_Vorliegender Text_:

◆ ◆ ◆ ◆

Neue Enthüllungen zur Ausländerbehörde Rhein-Pfalz-Kreis
Es waren Betroffene, die sich im Oktober an die ‘Rheinpfalz’ gewandt hatten, und die es dadurch schafften, dass die seit langem bestehenden Missstände in der Ausländerbehörde des Kreises an die Öffentlichkeit kamen.
Wie KIM berichtete, stapeln sich dort über 4.000 Anträge auf Aufenthaltsdokumente, die Beschäftigten sind völlig überlastet, es kommt zu mehrjährigen (!) Wartezeiten, die Behörde ist quasi nicht erreichbar, und zusätzlich werden die auf die Dienste der Behörde angewiesenen und hierdurch existenziell beeinträchtigten und bedrohten Menschen von einem Sicherheitsdienst schikaniert.
Eine sehr besondere Brisanz gewinnt das alles durch den Eindruck, den nicht nur Betroffene hatten: Das behördliche Versagen sei gezielt gewollt, “damit Ausländer wegziehen”. Es war vor allem die “intransparente Kommunikation”, durch die in den Augen des Rheinpfalz-Redakteurs Stefan Heimel die Behörde selbst für diesen Eindruck gesorgt hatte.
Rechtswidriges Schweigen
Pikanterweise kommt es nun gerade in diesem Punkt zu neuen Enthüllungen: Die ‘Rheinpfalz’ schreibt am 4.11., die Kreisverwaltung habe ihr nicht sagen wollen, “wie es in diesem Jahr mit der Personalstärke in ihrer Ausländerbehörde aussieht”.
Mit dieser Auskunftsverweigerung verstößt die Kreisverwaltung gegen ein ganzes Bündel gesetzlicher Bestimmungen, durch die die Presse einen Anspruch auf behördliche Auskünfte hat. So garantiert bspw. Artikel 5 des Grundgesetzes die Pressefreiheit, die auch das Recht der Presse umfasst, Informationen von staatlichen Stellen zu erhalten. Nach einer Entscheidung des Bundesgerichtshofs soll dieser Informationsanspruch der Presse die Wahrnehmung ihrer Aufgabe im Rahmen der demokratischen Meinungs- und Willensbildung dadurch ermöglichen, dass sie umfassend und wahrheitsgetreu Informationen über Geschehnisse von öffentlichem Interesse erhält und dadurch in die Lage versetzt wird, die Öffentlichkeit entsprechend zu unterrichten. Die Vorgänge in Ausländerbehörden stehen derzeit – ob wir wollen oder nicht – an der Spitze des öffentlichen Interesses. Zu diesen Bestimmungen aus dem Grundgesetz gesellen sich andere, ähnlich lautende aus den Landespressegesetzen und aus Informationsfreiheitsgesetzen, die es auf Bundesebene und in einigen Bundesländern gibt.
Zu den vielfältigen Aufgaben von Ausländerbehörden gehört auch die Förderung der gesellschaftlichen Integration von Ausländern, zu der sie Beratungen anbieten sollen. Die Frage lautet nun: Was bedeutet es für die Integration, wenn die Leitung einer solchen Behörde nicht nur ihren “Kunden” in existenzbedrohender Weise grundlegende Rechte vorenthält, sondern sich auch selbst nicht an Recht und Gesetz hält?

◆ ◆ ◆ ◆

_Datenauszug_:
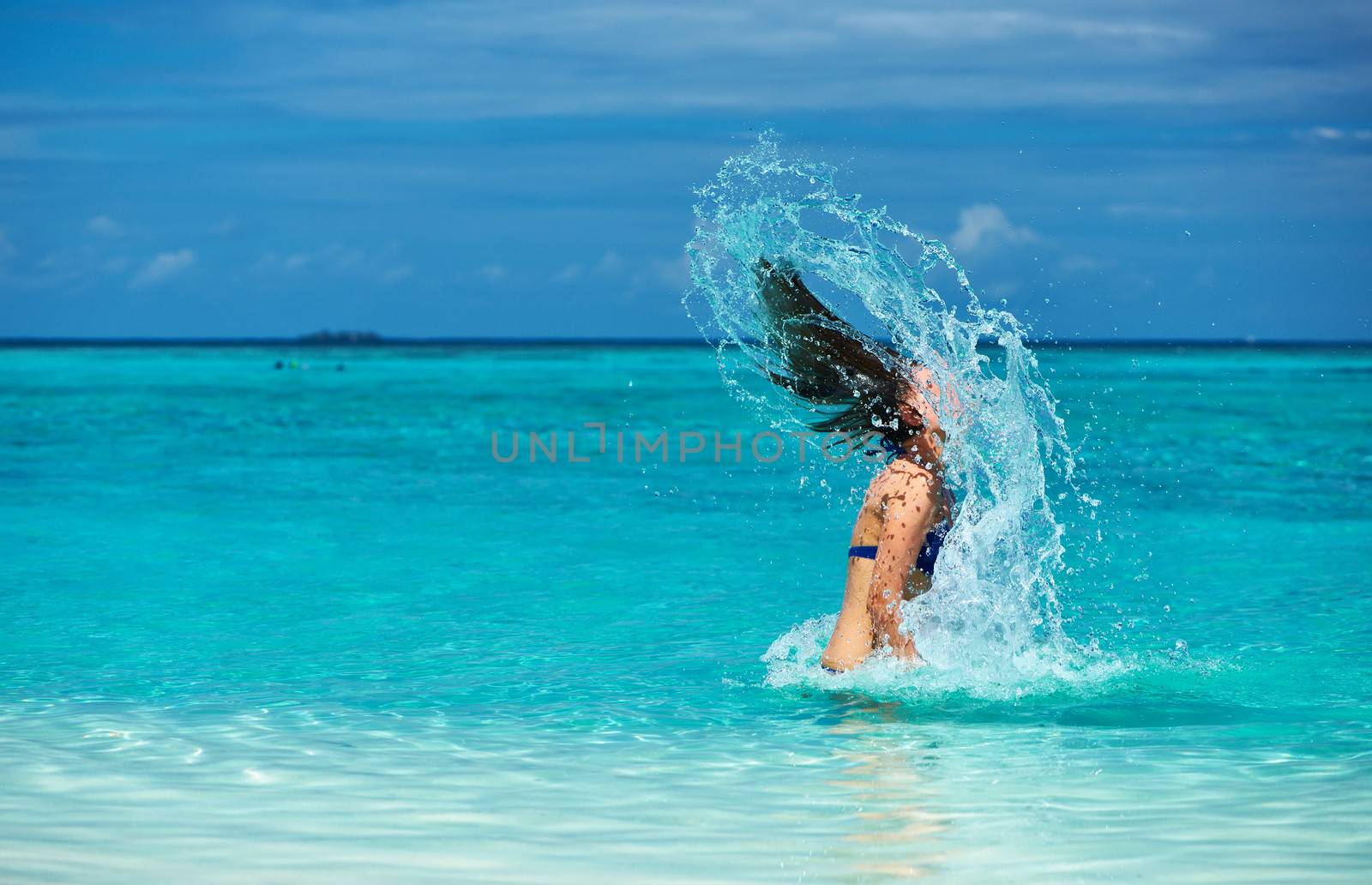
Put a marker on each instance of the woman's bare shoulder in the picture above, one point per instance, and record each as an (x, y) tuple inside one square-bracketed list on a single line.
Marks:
[(899, 478)]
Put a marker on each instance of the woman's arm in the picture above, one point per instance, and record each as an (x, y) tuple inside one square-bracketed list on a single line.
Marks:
[(909, 503)]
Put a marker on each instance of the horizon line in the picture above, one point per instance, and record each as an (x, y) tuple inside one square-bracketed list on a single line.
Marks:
[(36, 340)]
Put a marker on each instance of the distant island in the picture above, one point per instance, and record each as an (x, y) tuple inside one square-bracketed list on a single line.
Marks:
[(324, 336)]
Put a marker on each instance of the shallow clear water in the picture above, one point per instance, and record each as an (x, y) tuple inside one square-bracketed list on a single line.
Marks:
[(302, 624)]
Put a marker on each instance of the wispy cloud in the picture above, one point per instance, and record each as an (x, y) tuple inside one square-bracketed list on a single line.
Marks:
[(985, 226), (106, 226), (162, 268), (493, 274)]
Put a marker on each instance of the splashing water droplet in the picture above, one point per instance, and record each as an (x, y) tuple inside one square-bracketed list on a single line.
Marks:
[(994, 617)]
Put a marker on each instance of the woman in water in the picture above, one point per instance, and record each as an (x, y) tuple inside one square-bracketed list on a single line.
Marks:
[(878, 394)]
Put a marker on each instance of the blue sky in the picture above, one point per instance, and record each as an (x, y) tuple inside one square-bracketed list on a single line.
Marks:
[(454, 169)]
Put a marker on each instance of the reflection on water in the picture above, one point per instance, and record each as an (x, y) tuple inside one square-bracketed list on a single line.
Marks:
[(290, 628)]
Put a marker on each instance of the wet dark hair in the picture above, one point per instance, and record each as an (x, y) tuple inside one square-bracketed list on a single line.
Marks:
[(820, 357)]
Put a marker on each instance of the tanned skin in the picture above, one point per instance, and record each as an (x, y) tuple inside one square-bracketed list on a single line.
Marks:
[(902, 504)]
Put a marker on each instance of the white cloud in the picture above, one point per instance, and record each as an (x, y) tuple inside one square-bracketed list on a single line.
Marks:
[(569, 274), (610, 264), (397, 274), (984, 226), (162, 268), (226, 228), (106, 226)]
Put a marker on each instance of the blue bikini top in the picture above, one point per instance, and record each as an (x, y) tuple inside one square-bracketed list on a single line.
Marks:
[(928, 552)]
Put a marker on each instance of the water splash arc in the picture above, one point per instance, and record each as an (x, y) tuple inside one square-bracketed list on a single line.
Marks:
[(995, 615)]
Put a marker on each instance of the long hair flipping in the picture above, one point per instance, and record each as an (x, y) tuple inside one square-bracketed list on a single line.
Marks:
[(822, 358)]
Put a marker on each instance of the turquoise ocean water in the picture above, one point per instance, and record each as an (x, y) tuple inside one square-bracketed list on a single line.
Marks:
[(287, 624)]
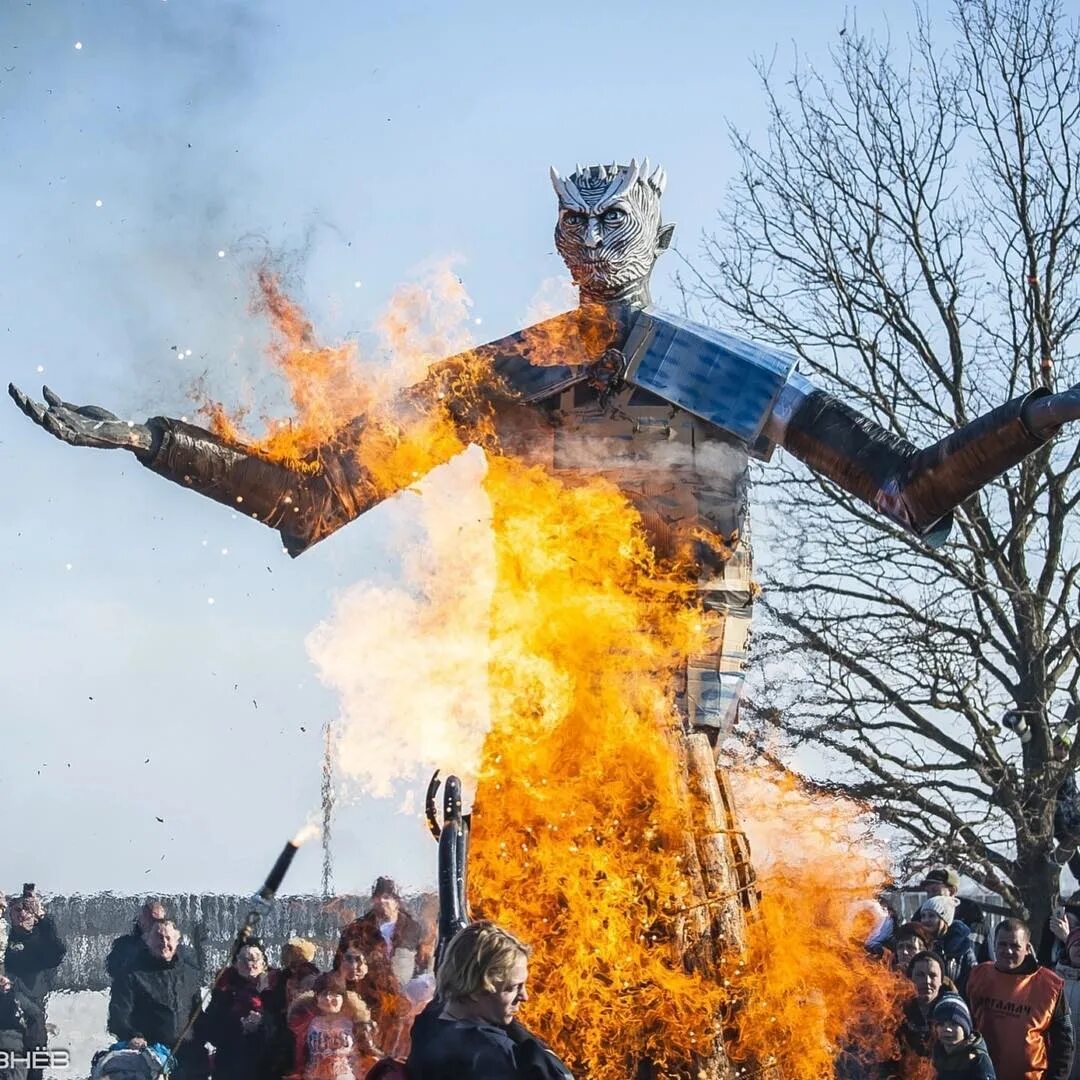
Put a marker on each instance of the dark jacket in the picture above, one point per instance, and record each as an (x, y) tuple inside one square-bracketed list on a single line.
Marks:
[(258, 1054), (22, 1028), (32, 956), (957, 948), (970, 1061), (123, 952), (474, 1050), (154, 998)]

◆ ◆ ◆ ◆

_Kurze Übung_: Wie viele Anträge auf Aufenthaltsdokumente stapeln sich laut dem Text über die Ausländerbehörde Rhein-Pfalz-Kreis in dieser Behörde?

_Antwort zur Übung_: Über 4.000 Anträge.